**Problem details**:
Starting at the line containing "Target = tall fur hat" and ending at the line containing "Wanted = one point per instance of the elderly", print every line of the material below exactly, both ends included, and stop there.

Content starts

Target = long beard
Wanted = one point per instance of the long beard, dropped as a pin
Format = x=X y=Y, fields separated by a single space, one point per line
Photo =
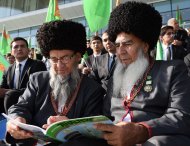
x=125 y=77
x=63 y=86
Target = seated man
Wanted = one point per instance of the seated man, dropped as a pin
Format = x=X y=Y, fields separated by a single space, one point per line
x=62 y=93
x=17 y=75
x=150 y=100
x=170 y=51
x=87 y=63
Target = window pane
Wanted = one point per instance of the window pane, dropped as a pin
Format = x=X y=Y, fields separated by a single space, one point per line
x=41 y=4
x=17 y=7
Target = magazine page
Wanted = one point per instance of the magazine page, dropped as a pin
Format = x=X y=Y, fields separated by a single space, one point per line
x=38 y=132
x=64 y=130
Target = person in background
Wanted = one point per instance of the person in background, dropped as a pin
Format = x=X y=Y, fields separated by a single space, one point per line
x=180 y=35
x=88 y=49
x=17 y=75
x=170 y=51
x=31 y=54
x=149 y=100
x=61 y=93
x=87 y=63
x=10 y=58
x=105 y=64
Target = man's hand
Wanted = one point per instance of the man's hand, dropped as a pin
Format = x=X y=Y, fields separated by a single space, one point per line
x=53 y=119
x=15 y=131
x=123 y=133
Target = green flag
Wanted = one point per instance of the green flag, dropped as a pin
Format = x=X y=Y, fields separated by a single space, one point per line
x=5 y=42
x=29 y=43
x=88 y=33
x=3 y=64
x=53 y=11
x=159 y=51
x=179 y=17
x=97 y=13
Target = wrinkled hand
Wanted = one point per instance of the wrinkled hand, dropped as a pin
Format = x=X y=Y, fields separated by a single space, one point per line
x=15 y=131
x=53 y=119
x=2 y=92
x=86 y=70
x=123 y=133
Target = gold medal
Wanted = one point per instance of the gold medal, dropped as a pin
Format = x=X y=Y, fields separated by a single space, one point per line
x=148 y=88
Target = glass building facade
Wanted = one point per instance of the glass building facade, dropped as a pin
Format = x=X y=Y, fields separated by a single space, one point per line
x=13 y=8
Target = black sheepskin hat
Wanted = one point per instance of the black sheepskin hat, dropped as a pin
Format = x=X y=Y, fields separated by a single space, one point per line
x=61 y=35
x=136 y=18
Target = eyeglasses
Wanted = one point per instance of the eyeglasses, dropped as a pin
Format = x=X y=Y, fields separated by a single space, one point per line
x=170 y=33
x=63 y=59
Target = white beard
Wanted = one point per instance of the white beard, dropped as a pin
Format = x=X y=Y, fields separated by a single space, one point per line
x=125 y=77
x=63 y=86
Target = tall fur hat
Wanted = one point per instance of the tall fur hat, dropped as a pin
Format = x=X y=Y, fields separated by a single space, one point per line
x=61 y=35
x=136 y=18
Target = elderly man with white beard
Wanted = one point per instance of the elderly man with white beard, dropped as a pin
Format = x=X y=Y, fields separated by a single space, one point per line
x=148 y=100
x=62 y=93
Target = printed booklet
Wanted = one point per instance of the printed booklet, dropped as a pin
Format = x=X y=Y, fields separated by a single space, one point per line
x=67 y=129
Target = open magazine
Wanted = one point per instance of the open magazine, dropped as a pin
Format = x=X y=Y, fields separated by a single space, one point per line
x=67 y=129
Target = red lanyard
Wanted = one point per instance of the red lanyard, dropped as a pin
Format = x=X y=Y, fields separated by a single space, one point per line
x=136 y=89
x=68 y=103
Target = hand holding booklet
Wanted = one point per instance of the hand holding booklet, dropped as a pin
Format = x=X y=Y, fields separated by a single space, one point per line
x=67 y=129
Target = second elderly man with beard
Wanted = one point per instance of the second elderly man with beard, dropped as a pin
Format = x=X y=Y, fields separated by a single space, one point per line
x=62 y=93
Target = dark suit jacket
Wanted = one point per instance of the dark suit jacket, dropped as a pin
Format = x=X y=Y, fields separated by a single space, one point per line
x=165 y=110
x=187 y=62
x=36 y=107
x=101 y=72
x=178 y=52
x=30 y=67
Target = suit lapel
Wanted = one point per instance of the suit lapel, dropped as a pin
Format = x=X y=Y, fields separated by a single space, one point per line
x=11 y=76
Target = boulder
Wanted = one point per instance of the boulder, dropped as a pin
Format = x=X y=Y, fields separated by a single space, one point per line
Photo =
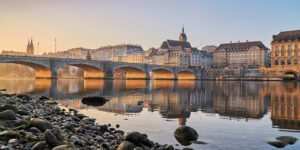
x=40 y=124
x=39 y=145
x=125 y=145
x=185 y=134
x=7 y=135
x=94 y=101
x=8 y=115
x=277 y=144
x=287 y=139
x=50 y=138
x=8 y=107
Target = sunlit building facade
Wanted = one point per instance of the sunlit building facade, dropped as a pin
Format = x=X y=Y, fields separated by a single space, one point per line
x=241 y=54
x=285 y=49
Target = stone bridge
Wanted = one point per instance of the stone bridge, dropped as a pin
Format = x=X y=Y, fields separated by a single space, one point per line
x=46 y=67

Content ends

**Output below**:
Target = tall fur hat
Wanted = one point per instance of the tall fur hat, dropped as a pin
Format = x=X y=Y, fields separated by a single space, one point per line
x=61 y=35
x=136 y=18
Target = elderly man with white beard
Wanted = one point per instance of the elderly man with white beard, dropped as a pin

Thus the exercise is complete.